INPUT DATA

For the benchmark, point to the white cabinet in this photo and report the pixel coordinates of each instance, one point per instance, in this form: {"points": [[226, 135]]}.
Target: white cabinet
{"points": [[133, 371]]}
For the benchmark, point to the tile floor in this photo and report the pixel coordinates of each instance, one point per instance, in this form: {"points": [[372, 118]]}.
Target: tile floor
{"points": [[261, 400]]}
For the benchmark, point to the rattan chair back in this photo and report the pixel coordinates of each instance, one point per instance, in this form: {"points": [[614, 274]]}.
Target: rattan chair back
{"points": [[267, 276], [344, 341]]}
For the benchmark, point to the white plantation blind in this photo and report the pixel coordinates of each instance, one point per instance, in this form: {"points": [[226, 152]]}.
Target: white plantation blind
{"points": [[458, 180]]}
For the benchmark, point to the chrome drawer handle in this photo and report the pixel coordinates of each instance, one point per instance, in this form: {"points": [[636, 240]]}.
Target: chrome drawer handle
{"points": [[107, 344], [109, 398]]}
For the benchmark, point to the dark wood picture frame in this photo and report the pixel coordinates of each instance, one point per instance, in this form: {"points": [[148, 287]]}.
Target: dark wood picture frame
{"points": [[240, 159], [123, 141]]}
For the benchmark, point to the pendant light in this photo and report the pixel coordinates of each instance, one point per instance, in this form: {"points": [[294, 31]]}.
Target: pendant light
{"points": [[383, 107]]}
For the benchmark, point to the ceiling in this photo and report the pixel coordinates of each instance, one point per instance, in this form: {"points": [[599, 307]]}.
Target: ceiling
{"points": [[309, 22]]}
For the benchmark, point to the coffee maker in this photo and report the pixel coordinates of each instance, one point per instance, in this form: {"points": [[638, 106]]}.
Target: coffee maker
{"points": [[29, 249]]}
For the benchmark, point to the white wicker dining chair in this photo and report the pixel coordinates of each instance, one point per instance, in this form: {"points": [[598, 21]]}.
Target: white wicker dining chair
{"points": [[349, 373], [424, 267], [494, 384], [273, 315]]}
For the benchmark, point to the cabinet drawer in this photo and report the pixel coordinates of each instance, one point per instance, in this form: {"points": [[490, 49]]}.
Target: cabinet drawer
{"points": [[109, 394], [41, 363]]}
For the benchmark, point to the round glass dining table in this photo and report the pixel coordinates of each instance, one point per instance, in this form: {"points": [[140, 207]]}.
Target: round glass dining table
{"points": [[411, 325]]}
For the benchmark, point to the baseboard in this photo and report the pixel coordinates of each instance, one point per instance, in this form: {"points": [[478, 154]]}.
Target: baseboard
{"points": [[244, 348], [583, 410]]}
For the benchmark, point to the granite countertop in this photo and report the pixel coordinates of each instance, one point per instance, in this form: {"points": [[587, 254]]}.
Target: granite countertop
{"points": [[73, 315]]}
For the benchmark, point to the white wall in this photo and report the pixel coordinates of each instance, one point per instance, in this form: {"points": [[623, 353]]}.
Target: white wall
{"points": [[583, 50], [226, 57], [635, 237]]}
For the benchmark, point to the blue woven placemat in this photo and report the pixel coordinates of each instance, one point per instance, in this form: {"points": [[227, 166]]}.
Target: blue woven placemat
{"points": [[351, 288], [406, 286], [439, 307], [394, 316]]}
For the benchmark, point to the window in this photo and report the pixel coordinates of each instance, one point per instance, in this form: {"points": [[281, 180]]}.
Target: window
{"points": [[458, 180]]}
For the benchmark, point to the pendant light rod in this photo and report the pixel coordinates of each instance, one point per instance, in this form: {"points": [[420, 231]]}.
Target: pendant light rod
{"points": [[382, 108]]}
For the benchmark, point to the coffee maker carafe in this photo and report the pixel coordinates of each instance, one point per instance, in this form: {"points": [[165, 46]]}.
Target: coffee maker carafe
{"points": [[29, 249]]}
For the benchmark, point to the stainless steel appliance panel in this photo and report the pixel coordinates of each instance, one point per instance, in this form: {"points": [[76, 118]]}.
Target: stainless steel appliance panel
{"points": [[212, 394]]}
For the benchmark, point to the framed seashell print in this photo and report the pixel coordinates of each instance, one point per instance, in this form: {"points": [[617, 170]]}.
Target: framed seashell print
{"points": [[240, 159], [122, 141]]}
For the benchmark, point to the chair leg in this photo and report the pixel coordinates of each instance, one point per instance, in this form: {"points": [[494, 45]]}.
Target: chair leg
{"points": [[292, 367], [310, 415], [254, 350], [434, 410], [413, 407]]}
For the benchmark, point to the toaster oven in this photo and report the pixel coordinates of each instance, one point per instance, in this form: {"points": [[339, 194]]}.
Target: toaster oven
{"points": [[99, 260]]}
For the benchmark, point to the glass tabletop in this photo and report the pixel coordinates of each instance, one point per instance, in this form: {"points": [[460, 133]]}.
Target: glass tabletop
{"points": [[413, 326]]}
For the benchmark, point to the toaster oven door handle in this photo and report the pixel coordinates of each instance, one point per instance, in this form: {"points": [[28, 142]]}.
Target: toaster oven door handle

TASK OBJECTIVE
Can you lay out every one of the records above as a numbered list, leaving out any blank lines?

FINAL RESULT
1. For the benchmark, point to the white cabinet in this photo and report the pixel coordinates of each instance, one point per instance, in this form: {"points": [[226, 135]]}.
2. Target: white cabinet
3. {"points": [[133, 371]]}
4. For the benchmark, point to the tile floor in this photo and report the pixel coordinates of each instance, one point per instance, in this form: {"points": [[372, 118]]}.
5. Target: tile floor
6. {"points": [[261, 400]]}
7. For the benchmark, point to the rattan chair back in this photo and report the pixel coordinates of each instance, one point per instance, in this form: {"points": [[614, 274]]}.
8. Target: rattan chair back
9. {"points": [[267, 276], [344, 341]]}
10. For the benchmark, point to the white plantation blind in this photo and report the pixel coordinates of each instance, one point per instance, in this form: {"points": [[226, 152]]}.
11. Target: white plantation blind
12. {"points": [[458, 180]]}
13. For the benchmark, point to the chrome drawer handle in this photo and report the pixel coordinates of each instance, one point per instance, in this form: {"points": [[636, 240]]}.
14. Target: chrome drawer handle
15. {"points": [[107, 344], [109, 398]]}
16. For the benchmark, point to the dark wood picture frame in this photo and report the pixel coordinates of each instance, one point per instance, in this form: {"points": [[148, 287]]}.
17. Target: dark wood picture frame
18. {"points": [[240, 159], [123, 141]]}
19. For the benchmark, point to the pendant light in this photo and report the pixel coordinates of each instance, one point per instance, in this form: {"points": [[294, 31]]}.
20. Target: pendant light
21. {"points": [[383, 107]]}
22. For the benchmark, point to the ceiling in this photo and report the pixel coordinates of each instance, one point per instance, in this form: {"points": [[599, 307]]}.
23. Target: ceiling
24. {"points": [[309, 22]]}
25. For the benchmark, point to the coffee maker in this photo and report the pixel coordinates of each instance, one point per instance, in this form: {"points": [[638, 106]]}.
26. Target: coffee maker
27. {"points": [[29, 249]]}
28. For the benchmark, point to the white wicker dining chair in this photo and report the pixel coordinates of each instance, one point per instance, in this form: {"points": [[598, 21]]}.
29. Target: white wicker dining chair
30. {"points": [[349, 373], [424, 267], [494, 384], [273, 315]]}
31. For the benchmark, point to the cabinet drawer in this photo and report the pixel coordinates of each instance, one point per instance, in this form: {"points": [[490, 49]]}.
32. Target: cabinet drawer
33. {"points": [[109, 394], [41, 363]]}
34. For the benchmark, point to the round glass dining table in this photo and report the pixel coordinates of each instance, one point per instance, in this form: {"points": [[140, 207]]}.
35. Target: round glass dining table
36. {"points": [[411, 325]]}
37. For the benchmark, point to the baseboard in this photo and report the pixel coordinates of each instance, one point per instance, in this form: {"points": [[478, 154]]}.
38. Target: baseboard
39. {"points": [[244, 348], [583, 410]]}
40. For the benchmark, point to the granite countertop in this photo and report the pixel coordinates of each instance, one point per instance, in this form: {"points": [[587, 254]]}.
41. Target: granite countertop
42. {"points": [[73, 315]]}
43. For the benchmark, point to the white wall in this photo and report the pixel coordinates of each instance, one point per instance, in this form: {"points": [[623, 353]]}.
44. Target: white wall
45. {"points": [[583, 50], [226, 57], [635, 237]]}
46. For the benchmark, point to the blue woven placemat in this photo and report the pixel coordinates of each instance, one point per instance, in this form: {"points": [[227, 166]]}.
47. Target: blue woven placemat
48. {"points": [[351, 288], [406, 286], [439, 307], [394, 316]]}
49. For the benchmark, point to the window in this photo and report the pixel coordinates of each instance, one point per instance, in this form: {"points": [[281, 180]]}.
50. Target: window
51. {"points": [[458, 180]]}
52. For the benchmark, point to the pendant light rod in this photo and report the pixel coordinates of each instance, one point per instance, in this form: {"points": [[420, 231]]}.
53. Target: pendant light rod
54. {"points": [[382, 108]]}
55. For the benchmark, point to the coffee maker carafe in this photo and report the pixel coordinates of each instance, one point per instance, in this form: {"points": [[165, 46]]}.
56. Target: coffee maker carafe
57. {"points": [[29, 249]]}
58. For the benchmark, point to the stainless steel appliance panel in this photo and report the pixel coordinates of each instance, one point per instance, in this form: {"points": [[76, 118]]}.
59. Target: stainless steel appliance panel
60. {"points": [[212, 394]]}
61. For the benchmark, point to the framed seashell print in this photo and report the pixel coordinates of each instance, one point per instance, in this form: {"points": [[617, 170]]}.
62. Target: framed seashell print
63. {"points": [[240, 159], [122, 141]]}
64. For the benchmark, point to the chair leg in this photo and report the pixel coordinates of each instance, one point per instance, in this form: {"points": [[494, 45]]}.
65. Target: chair leg
66. {"points": [[292, 367], [310, 415], [254, 350], [434, 410], [413, 407]]}
67. For the benchmark, point to the toaster oven in this photo and report the pixel coordinates of each instance, one point per instance, in this form: {"points": [[339, 194]]}.
68. Target: toaster oven
69. {"points": [[99, 260]]}
70. For the benchmark, point to the glass tabletop in this photo and report the pixel coordinates of each instance, one point per instance, in this form: {"points": [[460, 133]]}.
71. Target: glass tabletop
72. {"points": [[413, 326]]}
73. For the benchmark, point to the toaster oven door handle in this photo and report the pixel coordinates of each instance, one point per instance, in this form: {"points": [[28, 142]]}.
74. Target: toaster oven door handle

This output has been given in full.